- [EXTRACTED INFORMATION]:

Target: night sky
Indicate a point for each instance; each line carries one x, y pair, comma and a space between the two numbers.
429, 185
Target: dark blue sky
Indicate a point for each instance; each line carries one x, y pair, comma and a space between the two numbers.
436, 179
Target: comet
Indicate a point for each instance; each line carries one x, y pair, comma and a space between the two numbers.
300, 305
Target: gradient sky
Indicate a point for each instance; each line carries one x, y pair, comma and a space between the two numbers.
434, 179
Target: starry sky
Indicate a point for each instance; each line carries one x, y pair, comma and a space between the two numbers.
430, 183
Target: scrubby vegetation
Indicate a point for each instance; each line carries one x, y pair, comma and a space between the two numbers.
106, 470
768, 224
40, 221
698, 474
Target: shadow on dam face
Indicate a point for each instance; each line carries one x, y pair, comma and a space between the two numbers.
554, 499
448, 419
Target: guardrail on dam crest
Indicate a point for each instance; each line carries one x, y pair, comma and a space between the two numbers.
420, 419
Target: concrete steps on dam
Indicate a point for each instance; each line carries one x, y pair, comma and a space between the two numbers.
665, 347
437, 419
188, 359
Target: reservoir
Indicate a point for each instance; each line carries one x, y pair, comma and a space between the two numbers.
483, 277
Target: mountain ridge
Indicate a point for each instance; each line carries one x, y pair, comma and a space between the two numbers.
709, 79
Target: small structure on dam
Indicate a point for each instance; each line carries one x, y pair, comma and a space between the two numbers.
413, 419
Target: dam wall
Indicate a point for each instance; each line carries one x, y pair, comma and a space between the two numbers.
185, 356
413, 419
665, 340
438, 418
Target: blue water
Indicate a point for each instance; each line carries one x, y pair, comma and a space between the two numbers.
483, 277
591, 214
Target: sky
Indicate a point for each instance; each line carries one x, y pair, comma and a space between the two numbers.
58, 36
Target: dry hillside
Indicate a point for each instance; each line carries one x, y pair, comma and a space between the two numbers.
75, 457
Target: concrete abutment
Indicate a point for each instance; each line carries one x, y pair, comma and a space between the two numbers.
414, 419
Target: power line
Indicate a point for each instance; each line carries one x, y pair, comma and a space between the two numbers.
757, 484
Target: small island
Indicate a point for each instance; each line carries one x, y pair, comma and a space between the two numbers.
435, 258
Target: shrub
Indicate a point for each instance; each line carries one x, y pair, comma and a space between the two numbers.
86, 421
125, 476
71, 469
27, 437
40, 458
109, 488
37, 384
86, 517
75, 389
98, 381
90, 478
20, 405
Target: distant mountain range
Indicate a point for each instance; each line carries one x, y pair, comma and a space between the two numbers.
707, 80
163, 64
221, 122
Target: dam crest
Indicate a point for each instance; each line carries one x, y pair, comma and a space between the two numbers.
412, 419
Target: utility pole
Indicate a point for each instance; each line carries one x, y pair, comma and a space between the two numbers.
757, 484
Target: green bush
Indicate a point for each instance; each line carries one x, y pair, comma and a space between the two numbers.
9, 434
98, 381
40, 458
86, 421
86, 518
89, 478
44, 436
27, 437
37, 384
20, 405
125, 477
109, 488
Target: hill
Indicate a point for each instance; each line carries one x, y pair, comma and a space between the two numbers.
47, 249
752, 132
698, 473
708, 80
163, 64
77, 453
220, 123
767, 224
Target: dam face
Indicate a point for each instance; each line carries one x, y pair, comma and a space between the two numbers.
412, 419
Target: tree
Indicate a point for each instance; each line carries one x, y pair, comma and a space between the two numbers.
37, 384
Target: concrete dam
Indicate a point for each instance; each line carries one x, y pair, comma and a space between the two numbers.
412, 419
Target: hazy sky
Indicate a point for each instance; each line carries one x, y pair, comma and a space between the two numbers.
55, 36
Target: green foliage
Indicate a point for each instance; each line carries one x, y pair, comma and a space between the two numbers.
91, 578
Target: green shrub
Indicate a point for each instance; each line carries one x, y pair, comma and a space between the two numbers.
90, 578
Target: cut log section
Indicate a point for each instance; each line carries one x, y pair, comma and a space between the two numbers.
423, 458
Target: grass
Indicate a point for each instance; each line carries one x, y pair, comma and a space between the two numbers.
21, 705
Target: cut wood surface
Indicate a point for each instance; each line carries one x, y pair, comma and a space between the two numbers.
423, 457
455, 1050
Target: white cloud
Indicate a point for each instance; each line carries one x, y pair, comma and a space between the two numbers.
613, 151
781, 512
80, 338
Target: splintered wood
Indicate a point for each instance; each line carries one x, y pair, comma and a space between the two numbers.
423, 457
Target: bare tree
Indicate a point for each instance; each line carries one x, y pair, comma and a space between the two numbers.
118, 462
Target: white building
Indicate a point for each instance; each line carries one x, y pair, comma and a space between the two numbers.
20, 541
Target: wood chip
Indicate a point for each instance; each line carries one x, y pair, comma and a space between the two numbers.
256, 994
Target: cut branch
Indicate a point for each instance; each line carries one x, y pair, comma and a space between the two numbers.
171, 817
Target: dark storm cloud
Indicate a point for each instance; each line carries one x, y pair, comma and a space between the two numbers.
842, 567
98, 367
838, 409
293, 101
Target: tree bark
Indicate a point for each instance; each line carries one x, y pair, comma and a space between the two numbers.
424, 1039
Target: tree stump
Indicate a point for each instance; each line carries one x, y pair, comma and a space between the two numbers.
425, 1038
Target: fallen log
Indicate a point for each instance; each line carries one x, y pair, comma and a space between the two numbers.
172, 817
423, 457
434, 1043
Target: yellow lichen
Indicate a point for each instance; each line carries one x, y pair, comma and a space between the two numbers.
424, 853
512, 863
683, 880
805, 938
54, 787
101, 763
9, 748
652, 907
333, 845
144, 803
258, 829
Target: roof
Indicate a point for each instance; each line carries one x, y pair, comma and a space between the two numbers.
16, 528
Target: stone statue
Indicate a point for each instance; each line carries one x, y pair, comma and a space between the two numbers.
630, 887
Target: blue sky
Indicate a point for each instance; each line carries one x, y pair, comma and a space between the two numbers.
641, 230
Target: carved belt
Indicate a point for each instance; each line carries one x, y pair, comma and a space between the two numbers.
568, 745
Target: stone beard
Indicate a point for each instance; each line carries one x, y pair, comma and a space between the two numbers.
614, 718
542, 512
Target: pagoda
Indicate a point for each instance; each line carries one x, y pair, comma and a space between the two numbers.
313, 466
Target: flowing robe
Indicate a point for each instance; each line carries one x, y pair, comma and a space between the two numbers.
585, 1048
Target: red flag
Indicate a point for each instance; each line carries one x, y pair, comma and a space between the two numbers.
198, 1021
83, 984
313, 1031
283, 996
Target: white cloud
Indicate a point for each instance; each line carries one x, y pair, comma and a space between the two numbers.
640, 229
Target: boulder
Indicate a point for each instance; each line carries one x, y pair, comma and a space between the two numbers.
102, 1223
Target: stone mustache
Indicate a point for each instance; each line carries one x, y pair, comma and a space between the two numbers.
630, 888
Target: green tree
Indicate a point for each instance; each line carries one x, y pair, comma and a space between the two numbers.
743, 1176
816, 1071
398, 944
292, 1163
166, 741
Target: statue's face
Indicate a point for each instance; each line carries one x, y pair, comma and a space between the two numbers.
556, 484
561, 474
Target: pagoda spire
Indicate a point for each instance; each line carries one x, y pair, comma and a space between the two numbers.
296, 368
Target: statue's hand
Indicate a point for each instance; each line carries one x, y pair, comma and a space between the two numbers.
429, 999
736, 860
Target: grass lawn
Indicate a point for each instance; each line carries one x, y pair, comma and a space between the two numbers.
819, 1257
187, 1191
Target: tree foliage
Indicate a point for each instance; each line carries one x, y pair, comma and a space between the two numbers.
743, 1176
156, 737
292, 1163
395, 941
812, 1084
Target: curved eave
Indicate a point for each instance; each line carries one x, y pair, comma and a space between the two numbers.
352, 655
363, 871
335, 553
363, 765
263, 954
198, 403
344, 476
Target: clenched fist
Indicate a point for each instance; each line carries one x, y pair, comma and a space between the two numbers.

- [YOUR INSTRUCTIONS]: Could you restate word for word the lines above, from the one that contains "Target: starry sky" through the one that contains "Target: scrubby vegetation", and no others?

- [TASK RESULT]:
Target: starry sky
Indicate a point for each instance; each line carries one x, y pair, comma and a space between the two numbers.
430, 183
Target: scrubby vegetation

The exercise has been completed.